TEXTE FOURNI:
□ □ □ □

Voilà donc un nouveau stimulant pour l’esprit d’industrie. Quiconque a accumulé quelque espèce de bien au delà de ce qui lui est nécessaire pour lui-même, trouvera à échanger ce surplus contre quelque autre chose qui servira mieux ses désirs. À mesure que les objets de nos désirs se multiplient, l’ardeur de les posséder et les efforts faits pour les obtenir croissent aussi ; et l’industrie de l’homme se déploie pour les produire, ou pour produire quelque chose qui serve à les lui procurer. C’est ainsi que la langueur apathique et l’indolence inerte du sauvage font place à la curiosité, à l’admiration, au désir, à l’activité, à l’industrie de l’homme civilisé.

□ □ □ □

CONSIGNE 1:
Recopiez le passage du texte sur l'esprit d'industrie allant de « Voilà donc un » à « de l’homme civilisé. ».
CONSIGNE 2:
Répondez à ces questions d'après le texte sur l'esprit d'industrie :
(a) Contre quoi celui qui a un surplus de bien peut-il l'échanger ?
(b) Qu'est-ce qui croît à mesure que les objets de nos désirs se multiplient ?
(c) À quoi font place la langueur apathique et l'indolence inerte du sauvage ?
CONSIGNE 3:
Continuez le texte sur l'esprit d'industrie là où il s'arrête.
Les lignes qui suivent proviennent d'une autre source que le texte fourni.

□ □ □ □

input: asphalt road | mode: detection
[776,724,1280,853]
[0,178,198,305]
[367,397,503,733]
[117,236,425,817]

□ □ □ □

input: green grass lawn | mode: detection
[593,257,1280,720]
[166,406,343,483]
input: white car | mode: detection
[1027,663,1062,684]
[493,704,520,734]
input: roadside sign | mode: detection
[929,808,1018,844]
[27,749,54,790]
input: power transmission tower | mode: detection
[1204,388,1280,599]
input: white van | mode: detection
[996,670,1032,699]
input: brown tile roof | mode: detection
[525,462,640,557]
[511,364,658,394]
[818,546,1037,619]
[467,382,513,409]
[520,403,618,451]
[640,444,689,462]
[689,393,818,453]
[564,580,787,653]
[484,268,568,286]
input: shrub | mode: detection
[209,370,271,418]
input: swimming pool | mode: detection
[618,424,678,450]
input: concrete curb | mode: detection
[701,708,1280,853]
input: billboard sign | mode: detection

□ □ □ □

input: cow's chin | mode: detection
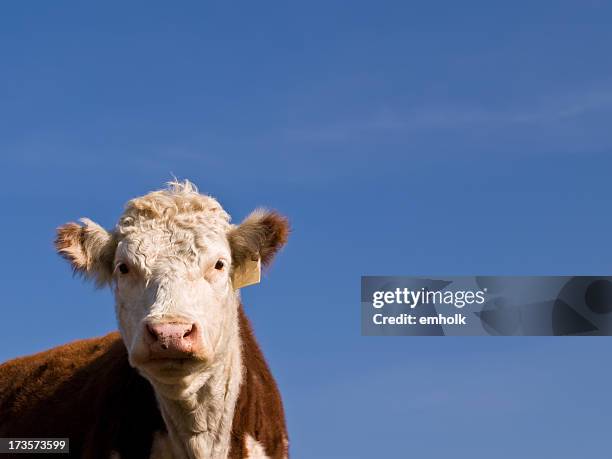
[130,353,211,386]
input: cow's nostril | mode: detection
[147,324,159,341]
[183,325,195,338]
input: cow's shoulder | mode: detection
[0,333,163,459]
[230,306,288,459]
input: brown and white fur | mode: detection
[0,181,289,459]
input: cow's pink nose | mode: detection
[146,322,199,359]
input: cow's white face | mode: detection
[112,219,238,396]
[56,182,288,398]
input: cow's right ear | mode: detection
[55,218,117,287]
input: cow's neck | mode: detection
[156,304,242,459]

□ □ □ □

BONNE RÉPONSE 1:
Voilà donc un nouveau stimulant pour l’esprit d’industrie. Quiconque a accumulé quelque espèce de bien au delà de ce qui lui est nécessaire pour lui-même, trouvera à échanger ce surplus contre quelque autre chose qui servira mieux ses désirs. À mesure que les objets de nos désirs se multiplient, l’ardeur de les posséder et les efforts faits pour les obtenir croissent aussi ; et l’industrie de l’homme se déploie pour les produire, ou pour produire quelque chose qui serve à les lui procurer. C’est ainsi que la langueur apathique et l’indolence inerte du sauvage font place à la curiosité, à l’admiration, au désir, à l’activité, à l’industrie de l’homme civilisé.

BONNE RÉPONSE 2:
(a) Contre quelque autre chose qui servira mieux ses désirs.
(b) L'ardeur de les posséder et les efforts faits pour les obtenir.
(c) À la curiosité, à l'admiration, au désir, à l'activité, à l'industrie de l'homme civilisé.

BONNE RÉPONSE 3:
L’homme, par exemple, qui cultive le premier un petit morceau de terre, fait naître une espèce d’abondance générale, non-seulement parce qu’il enseigne à travailler la terre, mais parce qu’il vivifie l’industrie, et lui donne une forte impulsion. Il ne peut pas consommer tout le produit de son petit jardin ; il faut donc qu’il échange le surplus contre les choses dont il a besoin.

CAROLINE.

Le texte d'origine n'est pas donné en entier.